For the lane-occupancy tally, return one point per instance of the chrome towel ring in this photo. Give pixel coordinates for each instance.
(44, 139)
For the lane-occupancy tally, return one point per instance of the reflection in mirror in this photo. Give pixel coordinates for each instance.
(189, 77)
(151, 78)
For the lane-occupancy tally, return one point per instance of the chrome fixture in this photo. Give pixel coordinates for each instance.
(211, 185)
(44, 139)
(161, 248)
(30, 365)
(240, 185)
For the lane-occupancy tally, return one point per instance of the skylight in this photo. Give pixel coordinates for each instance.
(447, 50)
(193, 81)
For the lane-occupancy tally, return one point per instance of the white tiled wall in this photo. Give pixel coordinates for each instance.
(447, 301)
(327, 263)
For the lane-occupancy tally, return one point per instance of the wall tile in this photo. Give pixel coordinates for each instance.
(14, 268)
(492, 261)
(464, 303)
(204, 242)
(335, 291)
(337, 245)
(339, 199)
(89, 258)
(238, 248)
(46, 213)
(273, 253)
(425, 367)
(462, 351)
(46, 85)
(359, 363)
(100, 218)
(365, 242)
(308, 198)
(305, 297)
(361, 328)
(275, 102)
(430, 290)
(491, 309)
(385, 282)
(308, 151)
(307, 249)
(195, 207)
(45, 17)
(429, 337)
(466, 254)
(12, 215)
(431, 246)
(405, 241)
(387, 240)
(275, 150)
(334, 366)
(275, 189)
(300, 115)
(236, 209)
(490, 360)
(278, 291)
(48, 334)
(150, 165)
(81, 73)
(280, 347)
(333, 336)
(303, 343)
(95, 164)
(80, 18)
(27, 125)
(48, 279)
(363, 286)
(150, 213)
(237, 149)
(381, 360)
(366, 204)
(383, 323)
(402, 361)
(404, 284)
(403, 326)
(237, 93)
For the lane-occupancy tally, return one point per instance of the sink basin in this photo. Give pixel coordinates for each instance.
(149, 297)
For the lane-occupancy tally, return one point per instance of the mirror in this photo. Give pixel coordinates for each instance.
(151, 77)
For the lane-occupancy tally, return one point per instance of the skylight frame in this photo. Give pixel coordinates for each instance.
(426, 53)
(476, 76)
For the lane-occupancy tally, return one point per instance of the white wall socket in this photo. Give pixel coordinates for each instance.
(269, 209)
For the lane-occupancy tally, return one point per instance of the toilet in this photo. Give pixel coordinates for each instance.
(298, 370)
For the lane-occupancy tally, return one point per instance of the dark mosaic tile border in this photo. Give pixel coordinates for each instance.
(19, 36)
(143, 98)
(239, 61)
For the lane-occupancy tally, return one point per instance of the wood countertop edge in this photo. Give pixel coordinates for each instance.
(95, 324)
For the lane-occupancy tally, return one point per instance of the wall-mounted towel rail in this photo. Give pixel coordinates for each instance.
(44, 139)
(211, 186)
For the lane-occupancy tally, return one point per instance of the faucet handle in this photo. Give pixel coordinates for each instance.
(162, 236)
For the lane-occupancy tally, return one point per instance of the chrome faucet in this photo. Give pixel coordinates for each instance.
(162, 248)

**Exercise brief**: Output all of the rows above again, word for word, with nothing changed.

**Complete answer**:
For the lane-occupancy tally, return one point per instance of the chrome towel ring in this photo. Give pixel coordinates for each instance.
(44, 139)
For the lane-occupancy tally, return one point per instance of the reflection in mirror in this photo. Give pixel coordinates for each instance.
(189, 77)
(151, 78)
For the lane-occupancy tally, return one point per instance of the chrome fixture in this photo. Give pixel coordinates for each instance.
(211, 185)
(44, 139)
(161, 248)
(30, 365)
(240, 185)
For the lane-occupancy tally, return one point per instance of the skylight in this photo. Give pixel coordinates for each instance.
(447, 50)
(193, 81)
For the lane-occupancy tally, return one point per instance of the white tiled wall in this photo. Give pixel coordinates for each instance.
(447, 301)
(327, 263)
For the lane-occupancy tally, return one point per instance of the wall tile in this photo. Give pixel coordinates for each instance.
(14, 268)
(492, 261)
(464, 303)
(204, 242)
(335, 291)
(337, 245)
(339, 199)
(89, 258)
(238, 248)
(46, 213)
(273, 253)
(425, 367)
(462, 351)
(46, 85)
(359, 363)
(100, 218)
(365, 242)
(308, 198)
(305, 297)
(361, 328)
(275, 102)
(430, 290)
(491, 309)
(385, 282)
(308, 151)
(307, 249)
(195, 207)
(45, 17)
(429, 337)
(466, 254)
(12, 215)
(431, 246)
(405, 241)
(387, 240)
(275, 150)
(334, 366)
(275, 189)
(300, 115)
(236, 209)
(490, 360)
(278, 291)
(48, 334)
(150, 165)
(81, 73)
(280, 347)
(333, 336)
(303, 343)
(95, 164)
(80, 18)
(27, 125)
(48, 279)
(363, 286)
(150, 213)
(237, 149)
(381, 360)
(366, 204)
(383, 323)
(402, 361)
(404, 284)
(403, 326)
(237, 93)
For the lane-occupancy tally, return one point per instance of the sink basin in this photo. Give pixel coordinates for each instance.
(149, 297)
For the lane-occupancy tally, return one point per instance of the mirror in this photo. Give pixel coordinates for each instance.
(151, 77)
For the lane-occupancy tally, return one point per instance of the skylight frame in this photo. Give pixel coordinates for each instance.
(426, 53)
(476, 76)
For the lane-occupancy tally, return one point per instance of the white wall socket in this photo. Give pixel coordinates for each instance.
(269, 209)
For the lane-occupancy tally, return one point per instance of the toilet in this photo. Give pixel coordinates for each instance.
(298, 370)
For the lane-occupancy tally, return one point per instance of the dark mosaic tile border in this photo. Give pixel coordinates for each instance.
(19, 36)
(143, 98)
(239, 61)
For the lane-occupancy tally, return one point per instance of the wood countertop edge in this photo. Give pixel coordinates for each instance.
(95, 324)
For the lane-occupancy tally, return one point per instance of the wall-mounted towel rail in this photo. Give pixel coordinates for each instance.
(44, 139)
(211, 186)
For the lane-occupancy tally, return one point per instance of the faucet handle in this photo. Give pixel coordinates for each instance.
(162, 236)
For the lane-occupancy tally, return one point per instance of the chrome faucet in this photo. Give pixel coordinates for each instance.
(162, 248)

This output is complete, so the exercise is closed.